TASK TO CARRY OUT:
Arrange every line of the items below as a Markdown table with the columns Row and Line, numbering each row and skipping blank lines. Leave the pictures out of the table.

# start of DATASET EXCERPTS

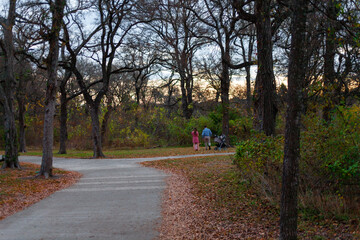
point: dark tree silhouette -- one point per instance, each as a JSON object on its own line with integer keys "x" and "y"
{"x": 296, "y": 77}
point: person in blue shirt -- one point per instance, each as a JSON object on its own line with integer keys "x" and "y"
{"x": 206, "y": 134}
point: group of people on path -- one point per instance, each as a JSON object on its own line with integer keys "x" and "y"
{"x": 206, "y": 134}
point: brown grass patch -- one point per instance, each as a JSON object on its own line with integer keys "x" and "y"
{"x": 19, "y": 188}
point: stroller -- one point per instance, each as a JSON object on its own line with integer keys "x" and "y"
{"x": 220, "y": 142}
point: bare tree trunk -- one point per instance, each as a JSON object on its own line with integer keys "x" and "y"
{"x": 63, "y": 120}
{"x": 57, "y": 10}
{"x": 21, "y": 104}
{"x": 63, "y": 112}
{"x": 96, "y": 135}
{"x": 7, "y": 91}
{"x": 265, "y": 106}
{"x": 225, "y": 102}
{"x": 105, "y": 121}
{"x": 248, "y": 90}
{"x": 329, "y": 61}
{"x": 296, "y": 77}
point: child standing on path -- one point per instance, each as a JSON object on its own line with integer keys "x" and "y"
{"x": 206, "y": 134}
{"x": 195, "y": 135}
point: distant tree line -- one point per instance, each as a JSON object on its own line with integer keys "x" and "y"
{"x": 105, "y": 53}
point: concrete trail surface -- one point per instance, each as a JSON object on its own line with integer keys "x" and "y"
{"x": 116, "y": 199}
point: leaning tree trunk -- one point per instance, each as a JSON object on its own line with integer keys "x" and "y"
{"x": 63, "y": 121}
{"x": 11, "y": 146}
{"x": 7, "y": 92}
{"x": 105, "y": 121}
{"x": 296, "y": 77}
{"x": 248, "y": 90}
{"x": 96, "y": 135}
{"x": 186, "y": 97}
{"x": 225, "y": 102}
{"x": 329, "y": 61}
{"x": 21, "y": 104}
{"x": 265, "y": 106}
{"x": 57, "y": 10}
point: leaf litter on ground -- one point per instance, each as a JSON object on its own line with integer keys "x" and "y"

# end of DATASET EXCERPTS

TASK RESULT:
| Row | Line |
|---|---|
| 1 | point: dark tree silhouette -- one point per instance, each as a JSON object on its own line with integer keys "x" and "y" |
| 2 | {"x": 296, "y": 77} |
| 3 | point: person in blue shirt -- one point per instance, each as a JSON object on its own line with integer keys "x" and "y" |
| 4 | {"x": 206, "y": 134} |
| 5 | point: group of people on path -- one point per instance, each as a JSON object on its own line with integer keys "x" and "y" |
| 6 | {"x": 206, "y": 134} |
| 7 | point: brown grass patch -- one point per instance, each as a JSON object on its own line with integer keys "x" and "y" |
| 8 | {"x": 19, "y": 188} |
| 9 | point: stroller -- one point per instance, each as a JSON object on its own line with integer keys "x" and "y" |
| 10 | {"x": 220, "y": 142} |
| 11 | point: bare tree trunk -- one point per instance, each as a JSON object on its own line with integer keys "x" and "y" |
| 12 | {"x": 63, "y": 120} |
| 13 | {"x": 57, "y": 10} |
| 14 | {"x": 21, "y": 104} |
| 15 | {"x": 63, "y": 112} |
| 16 | {"x": 96, "y": 135} |
| 17 | {"x": 7, "y": 91} |
| 18 | {"x": 265, "y": 106} |
| 19 | {"x": 225, "y": 102} |
| 20 | {"x": 105, "y": 121} |
| 21 | {"x": 248, "y": 90} |
| 22 | {"x": 329, "y": 61} |
| 23 | {"x": 296, "y": 77} |
| 24 | point: child standing on path -- one point per instance, each as a JSON object on its own line with integer keys "x" and "y" |
| 25 | {"x": 206, "y": 134} |
| 26 | {"x": 195, "y": 135} |
| 27 | point: distant tree line -- one point per instance, each as a JSON object on its own line with integer keys "x" and "y" |
| 28 | {"x": 105, "y": 53} |
| 29 | point: concrete trail surface -- one point per instance, each as a JSON object on its own line with integer keys "x" and "y" |
| 30 | {"x": 116, "y": 199} |
| 31 | point: leaning tree trunk -- one point per instance, each as a JSON object on its own line with integer keys "x" and "y" |
| 32 | {"x": 63, "y": 121} |
| 33 | {"x": 11, "y": 146} |
| 34 | {"x": 7, "y": 92} |
| 35 | {"x": 105, "y": 121} |
| 36 | {"x": 296, "y": 77} |
| 37 | {"x": 248, "y": 90} |
| 38 | {"x": 96, "y": 135} |
| 39 | {"x": 186, "y": 97} |
| 40 | {"x": 225, "y": 102} |
| 41 | {"x": 329, "y": 61} |
| 42 | {"x": 21, "y": 104} |
| 43 | {"x": 265, "y": 106} |
| 44 | {"x": 57, "y": 10} |
| 45 | point: leaf litter on ground -- one point per instance, each as a JSON object on its own line with integer keys "x" and "y" |